▶ _Source information_
════════════════
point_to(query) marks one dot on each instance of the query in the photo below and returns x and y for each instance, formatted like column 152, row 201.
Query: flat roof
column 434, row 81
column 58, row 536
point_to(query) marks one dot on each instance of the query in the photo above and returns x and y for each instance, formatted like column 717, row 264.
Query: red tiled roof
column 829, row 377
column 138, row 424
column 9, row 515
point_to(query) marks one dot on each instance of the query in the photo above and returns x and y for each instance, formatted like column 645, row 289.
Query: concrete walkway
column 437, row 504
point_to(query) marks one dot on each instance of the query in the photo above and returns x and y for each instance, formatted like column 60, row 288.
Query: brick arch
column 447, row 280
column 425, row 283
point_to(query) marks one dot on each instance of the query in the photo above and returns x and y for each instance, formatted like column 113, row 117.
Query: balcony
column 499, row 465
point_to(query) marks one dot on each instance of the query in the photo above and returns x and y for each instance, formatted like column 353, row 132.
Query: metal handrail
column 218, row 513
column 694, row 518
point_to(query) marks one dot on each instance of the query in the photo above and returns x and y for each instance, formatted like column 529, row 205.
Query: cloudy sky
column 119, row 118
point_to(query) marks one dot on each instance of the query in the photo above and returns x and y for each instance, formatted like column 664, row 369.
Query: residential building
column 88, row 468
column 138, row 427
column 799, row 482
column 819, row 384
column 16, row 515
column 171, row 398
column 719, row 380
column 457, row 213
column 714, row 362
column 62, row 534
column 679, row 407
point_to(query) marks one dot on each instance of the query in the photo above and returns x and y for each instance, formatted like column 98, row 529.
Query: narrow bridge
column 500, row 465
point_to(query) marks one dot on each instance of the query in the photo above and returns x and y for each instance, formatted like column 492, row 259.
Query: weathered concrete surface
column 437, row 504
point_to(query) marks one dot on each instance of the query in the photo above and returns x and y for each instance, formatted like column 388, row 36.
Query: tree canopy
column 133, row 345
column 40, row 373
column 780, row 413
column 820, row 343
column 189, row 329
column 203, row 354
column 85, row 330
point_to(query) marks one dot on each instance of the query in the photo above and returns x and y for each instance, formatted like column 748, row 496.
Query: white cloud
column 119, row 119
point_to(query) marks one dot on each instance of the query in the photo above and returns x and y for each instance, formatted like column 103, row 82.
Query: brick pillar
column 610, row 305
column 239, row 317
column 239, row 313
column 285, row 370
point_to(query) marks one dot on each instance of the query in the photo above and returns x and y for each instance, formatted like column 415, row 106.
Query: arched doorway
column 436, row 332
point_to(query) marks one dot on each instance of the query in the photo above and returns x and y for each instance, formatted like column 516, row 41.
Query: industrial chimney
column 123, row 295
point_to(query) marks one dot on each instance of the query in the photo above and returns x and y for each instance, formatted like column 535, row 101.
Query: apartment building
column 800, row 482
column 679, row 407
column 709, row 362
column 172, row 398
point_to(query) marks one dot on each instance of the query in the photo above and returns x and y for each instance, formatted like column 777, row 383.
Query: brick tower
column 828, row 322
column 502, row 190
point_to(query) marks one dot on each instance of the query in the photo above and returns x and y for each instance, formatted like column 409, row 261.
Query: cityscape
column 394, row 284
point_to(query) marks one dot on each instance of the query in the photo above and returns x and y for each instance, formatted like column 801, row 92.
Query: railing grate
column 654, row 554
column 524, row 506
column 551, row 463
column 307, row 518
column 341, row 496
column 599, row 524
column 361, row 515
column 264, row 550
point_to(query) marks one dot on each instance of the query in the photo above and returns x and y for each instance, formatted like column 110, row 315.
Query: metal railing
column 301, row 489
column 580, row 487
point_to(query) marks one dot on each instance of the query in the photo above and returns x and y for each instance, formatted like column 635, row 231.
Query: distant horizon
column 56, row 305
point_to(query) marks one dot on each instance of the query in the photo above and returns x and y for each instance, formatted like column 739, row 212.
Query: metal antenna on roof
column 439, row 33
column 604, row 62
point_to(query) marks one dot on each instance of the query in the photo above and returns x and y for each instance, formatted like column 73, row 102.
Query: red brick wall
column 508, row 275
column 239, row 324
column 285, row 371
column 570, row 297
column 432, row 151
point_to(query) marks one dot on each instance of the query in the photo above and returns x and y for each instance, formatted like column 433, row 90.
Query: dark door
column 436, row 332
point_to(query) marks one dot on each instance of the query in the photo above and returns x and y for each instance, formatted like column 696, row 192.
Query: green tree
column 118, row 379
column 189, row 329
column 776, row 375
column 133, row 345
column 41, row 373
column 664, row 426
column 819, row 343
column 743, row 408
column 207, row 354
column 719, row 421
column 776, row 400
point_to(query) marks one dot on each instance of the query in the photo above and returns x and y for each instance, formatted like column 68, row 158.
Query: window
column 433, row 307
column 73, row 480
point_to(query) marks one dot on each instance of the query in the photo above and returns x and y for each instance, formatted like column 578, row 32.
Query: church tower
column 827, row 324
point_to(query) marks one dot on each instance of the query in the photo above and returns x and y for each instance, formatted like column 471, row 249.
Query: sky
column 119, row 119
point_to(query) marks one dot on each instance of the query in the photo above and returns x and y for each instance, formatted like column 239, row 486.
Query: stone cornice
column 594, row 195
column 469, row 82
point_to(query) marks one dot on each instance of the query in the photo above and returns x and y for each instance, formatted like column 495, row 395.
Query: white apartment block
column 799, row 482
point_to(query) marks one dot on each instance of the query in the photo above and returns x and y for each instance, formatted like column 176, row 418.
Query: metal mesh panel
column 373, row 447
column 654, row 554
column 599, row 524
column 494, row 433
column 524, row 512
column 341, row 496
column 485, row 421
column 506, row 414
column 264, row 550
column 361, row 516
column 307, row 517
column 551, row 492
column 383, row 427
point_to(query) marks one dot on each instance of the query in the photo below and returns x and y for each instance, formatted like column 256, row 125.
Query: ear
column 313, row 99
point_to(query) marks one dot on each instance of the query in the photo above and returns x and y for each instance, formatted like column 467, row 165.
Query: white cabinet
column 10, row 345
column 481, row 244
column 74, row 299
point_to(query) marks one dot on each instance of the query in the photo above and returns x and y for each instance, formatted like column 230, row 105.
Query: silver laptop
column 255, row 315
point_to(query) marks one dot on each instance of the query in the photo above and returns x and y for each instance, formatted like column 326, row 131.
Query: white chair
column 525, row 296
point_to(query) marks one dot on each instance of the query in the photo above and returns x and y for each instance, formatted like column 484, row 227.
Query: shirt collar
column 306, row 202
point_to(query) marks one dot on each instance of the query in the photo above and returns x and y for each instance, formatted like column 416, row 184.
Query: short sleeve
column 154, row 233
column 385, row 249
════════════════
▶ _Problem description_
Return the material above unaltered. Include every line.

▶ _Exercise answer_
point_to(query) marks one dot on each instance of the query in the photo below and returns x and y for each instance, formatted like column 152, row 201.
Query: flat roof
column 434, row 81
column 58, row 536
point_to(query) marks one dot on each instance of the query in the photo above and returns x and y for each instance, formatted like column 717, row 264.
Query: red tiled roof
column 829, row 377
column 138, row 424
column 9, row 515
point_to(query) marks one dot on each instance of the query in the photo above and returns x and y for each instance, formatted like column 645, row 289.
Query: concrete walkway
column 437, row 504
point_to(query) marks one dot on each instance of the query in the photo above and returns x and y for each instance, formatted like column 60, row 288.
Query: brick arch
column 447, row 280
column 425, row 283
point_to(query) marks one dot on each instance of the query in the photo above and returns x and y for each instance, formatted like column 113, row 117.
Query: balcony
column 499, row 465
point_to(query) marks one dot on each instance of the query in the photo above and returns x and y for each instance, formatted like column 353, row 132.
Query: metal handrail
column 218, row 513
column 694, row 518
point_to(query) marks one dot on each instance of the query in the photo above and returns x and y for each instance, formatted like column 529, row 205.
Query: cloudy sky
column 119, row 118
point_to(query) marks one dot on each instance of the query in the photo above and returns x and y for each instance, formatted like column 664, row 369.
Query: residential building
column 88, row 468
column 138, row 427
column 799, row 482
column 819, row 384
column 16, row 515
column 171, row 398
column 719, row 380
column 457, row 213
column 714, row 362
column 62, row 534
column 679, row 407
point_to(query) marks one dot on each instance of the query in the photo above and returns x and y for each instance, formatted like column 98, row 529.
Query: narrow bridge
column 500, row 465
point_to(query) marks one dot on each instance of the query in the photo above and returns x and y for each instance, formatted like column 492, row 259.
Query: weathered concrete surface
column 437, row 504
point_to(query) marks one dot on each instance of the query in the photo above and returns x and y for each instance, formatted like column 388, row 36.
Query: tree canopy
column 133, row 345
column 40, row 373
column 780, row 413
column 820, row 343
column 189, row 329
column 203, row 354
column 85, row 330
point_to(query) marks one dot on each instance of the query in the photo above and returns x and y for each instance, formatted like column 748, row 496.
Query: white cloud
column 119, row 119
point_to(query) marks one dot on each instance of the query in the photo above and returns x and y for each instance, formatted like column 103, row 82.
Query: brick pillar
column 610, row 305
column 239, row 317
column 239, row 313
column 285, row 370
point_to(query) marks one dot on each instance of the query in the photo above and returns x and y for each instance, formatted like column 415, row 106.
Query: arched doorway
column 436, row 332
point_to(query) marks one dot on each instance of the query in the photo above and returns x and y for each instance, formatted like column 516, row 41.
Query: industrial chimney
column 123, row 295
point_to(query) marks one dot on each instance of the query in the photo above and returns x and y for each instance, formatted like column 535, row 101.
Query: apartment building
column 800, row 482
column 679, row 407
column 709, row 362
column 172, row 398
point_to(query) marks one dot on each instance of the query in the photo above and returns x and y for each instance, formatted like column 777, row 383.
Query: brick tower
column 828, row 322
column 502, row 190
point_to(query) marks one dot on each instance of the query in the photo above and returns x and y for each instance, formatted like column 409, row 261.
Query: cityscape
column 394, row 284
point_to(query) marks one dot on each instance of the query in the photo above and returns x and y for each instance, formatted like column 801, row 92.
Query: railing grate
column 654, row 554
column 524, row 506
column 551, row 463
column 307, row 518
column 341, row 496
column 599, row 524
column 361, row 515
column 264, row 550
point_to(query) marks one dot on each instance of the query in the photo above and returns x and y for each instance, formatted like column 110, row 315.
Query: metal railing
column 301, row 489
column 580, row 487
point_to(query) marks one dot on each instance of the query in the photo above and returns x and y for each instance, formatted like column 635, row 231.
Query: distant horizon
column 56, row 305
point_to(query) marks one dot on each instance of the query in the photo above and returns x and y for each instance, formatted like column 739, row 212.
Query: metal antenna on roof
column 439, row 33
column 604, row 62
point_to(query) marks one dot on each instance of the query in the photo above and returns x and y for each instance, formatted like column 73, row 102.
Query: red brick wall
column 508, row 275
column 239, row 324
column 285, row 371
column 570, row 297
column 432, row 151
point_to(query) marks one dot on each instance of the query in the photo above and returns x and y for each instance, formatted like column 433, row 90.
Query: dark door
column 436, row 332
point_to(query) marks one dot on each instance of the query in the photo above and returns x and y for each instance, formatted like column 696, row 192.
Query: green tree
column 118, row 379
column 189, row 329
column 776, row 375
column 133, row 345
column 41, row 373
column 664, row 426
column 819, row 343
column 743, row 408
column 207, row 354
column 719, row 421
column 776, row 400
point_to(query) marks one dot on each instance of the query in the photo above and returns x and y for each instance, formatted like column 68, row 158.
Query: window
column 433, row 307
column 73, row 480
point_to(query) marks one dot on each instance of the query in the photo above and returns x and y for each instance, formatted like column 578, row 32.
Query: church tower
column 827, row 324
point_to(query) marks one dot on each instance of the query in the photo above and returns x and y for each instance, formatted like column 471, row 249.
Query: sky
column 119, row 119
point_to(query) marks one dot on each instance of the query in the photo above and returns x and y for each instance, formatted like column 239, row 486.
Query: stone cornice
column 594, row 195
column 469, row 82
point_to(query) marks one dot on each instance of the query in the photo above and returns x and y for each instance, formatted like column 495, row 395.
Query: white apartment block
column 799, row 482
point_to(query) marks one dot on each instance of the query in the photo above and returns x and y for each instance, formatted like column 176, row 418.
Query: metal mesh panel
column 373, row 447
column 654, row 554
column 599, row 524
column 494, row 433
column 524, row 512
column 341, row 496
column 485, row 421
column 506, row 414
column 264, row 550
column 361, row 516
column 307, row 517
column 551, row 492
column 383, row 427
point_to(query) marks one dot on each instance of the query in the photo below and returns x and y for each instance, formatted like column 256, row 125.
Query: ear
column 313, row 99
point_to(query) marks one dot on each instance of the query in the photo above and returns x and y for each instance, formatted like column 467, row 165.
Query: white cabinet
column 10, row 345
column 481, row 244
column 74, row 299
point_to(query) marks one dot on each instance of the query in the photo above and returns x and y for each instance, formatted like column 230, row 105.
Query: silver laptop
column 255, row 315
point_to(query) marks one dot on each instance of the query in the photo above and returns x and y for each instance, formatted like column 326, row 131.
Query: white chair
column 525, row 296
point_to(query) marks one dot on each instance of the query in the photo above and returns x and y for each instance, formatted like column 484, row 227.
Query: shirt collar
column 306, row 202
point_to(query) marks one dot on each instance of the query in the photo above and returns x and y for each instance, formatted like column 416, row 184.
Query: short sleeve
column 154, row 233
column 385, row 249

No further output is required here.